━━━━━ RECORD EXTRACTS

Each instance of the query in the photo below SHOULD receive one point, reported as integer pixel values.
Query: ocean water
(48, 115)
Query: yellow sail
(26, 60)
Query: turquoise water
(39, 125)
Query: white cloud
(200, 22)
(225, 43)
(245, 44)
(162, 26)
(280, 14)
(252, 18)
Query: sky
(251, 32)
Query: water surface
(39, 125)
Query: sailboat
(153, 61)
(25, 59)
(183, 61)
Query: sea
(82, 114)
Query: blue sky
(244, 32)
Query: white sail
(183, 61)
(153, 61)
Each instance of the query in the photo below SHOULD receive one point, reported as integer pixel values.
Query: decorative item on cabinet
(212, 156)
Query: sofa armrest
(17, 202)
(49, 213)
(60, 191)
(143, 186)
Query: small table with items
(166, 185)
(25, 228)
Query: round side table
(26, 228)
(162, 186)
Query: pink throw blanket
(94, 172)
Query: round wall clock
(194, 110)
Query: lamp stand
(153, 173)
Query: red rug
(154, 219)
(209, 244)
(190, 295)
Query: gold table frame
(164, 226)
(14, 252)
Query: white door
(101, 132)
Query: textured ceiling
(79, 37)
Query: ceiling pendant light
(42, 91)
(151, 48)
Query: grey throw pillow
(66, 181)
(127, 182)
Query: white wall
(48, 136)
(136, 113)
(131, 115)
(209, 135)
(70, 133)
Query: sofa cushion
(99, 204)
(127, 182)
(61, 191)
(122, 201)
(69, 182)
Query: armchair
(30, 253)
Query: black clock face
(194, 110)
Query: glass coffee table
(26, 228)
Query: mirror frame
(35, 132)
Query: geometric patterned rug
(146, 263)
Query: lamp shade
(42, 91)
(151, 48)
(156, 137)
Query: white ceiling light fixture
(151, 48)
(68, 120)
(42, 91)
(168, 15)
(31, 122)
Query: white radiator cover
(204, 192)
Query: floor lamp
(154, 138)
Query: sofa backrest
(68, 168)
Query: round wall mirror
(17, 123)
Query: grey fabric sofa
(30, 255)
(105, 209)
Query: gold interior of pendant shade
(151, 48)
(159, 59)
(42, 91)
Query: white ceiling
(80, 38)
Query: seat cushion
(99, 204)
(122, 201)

━━━━━━━━━━

Transcribe every line of the entries above without any changes.

Each instance of the query in the photo below SHOULD receive one point, reported as integer pixel values.
Query: ocean water
(48, 115)
Query: yellow sail
(26, 60)
Query: turquoise water
(39, 125)
Query: white cloud
(200, 22)
(225, 43)
(245, 44)
(162, 26)
(280, 14)
(252, 18)
Query: sky
(251, 32)
Query: water surface
(39, 125)
Query: sailboat
(153, 61)
(25, 59)
(183, 61)
Query: sea
(82, 114)
Query: blue sky
(244, 32)
Query: white sail
(183, 61)
(153, 61)
Each instance of the query in the photo below SHOULD receive one point, reported as integer pixel values.
Query: decorative item on cabinet
(212, 156)
Query: sofa armrest
(17, 202)
(49, 213)
(60, 191)
(143, 186)
Query: small table with items
(166, 185)
(25, 228)
Query: round side table
(26, 228)
(162, 186)
Query: pink throw blanket
(94, 172)
Query: round wall clock
(194, 110)
Query: lamp stand
(153, 173)
Query: red rug
(154, 219)
(209, 244)
(190, 295)
Query: gold table frame
(164, 226)
(14, 252)
Query: white door
(101, 132)
Query: textured ceiling
(79, 37)
Query: ceiling pendant light
(42, 91)
(151, 48)
Query: grey throw pillow
(66, 181)
(127, 182)
Query: white wall
(48, 136)
(136, 113)
(131, 115)
(209, 135)
(70, 133)
Query: sofa cushion
(99, 204)
(127, 182)
(61, 191)
(122, 201)
(69, 182)
Query: armchair
(30, 253)
Query: black clock face
(194, 110)
Query: glass coffee table
(26, 228)
Query: mirror frame
(35, 132)
Query: geometric patterned rug
(146, 263)
Query: lamp shade
(42, 91)
(151, 48)
(156, 137)
Query: white ceiling light fixture
(151, 48)
(68, 120)
(42, 91)
(168, 15)
(31, 122)
Query: white radiator cover
(204, 192)
Query: floor lamp
(154, 138)
Query: sofa backrest
(68, 168)
Query: round wall mirror
(17, 123)
Query: grey fabric sofa
(30, 255)
(105, 209)
Query: gold interior of pendant shade
(151, 48)
(159, 59)
(42, 91)
Query: white ceiling
(80, 38)
Query: seat cushion
(99, 204)
(122, 201)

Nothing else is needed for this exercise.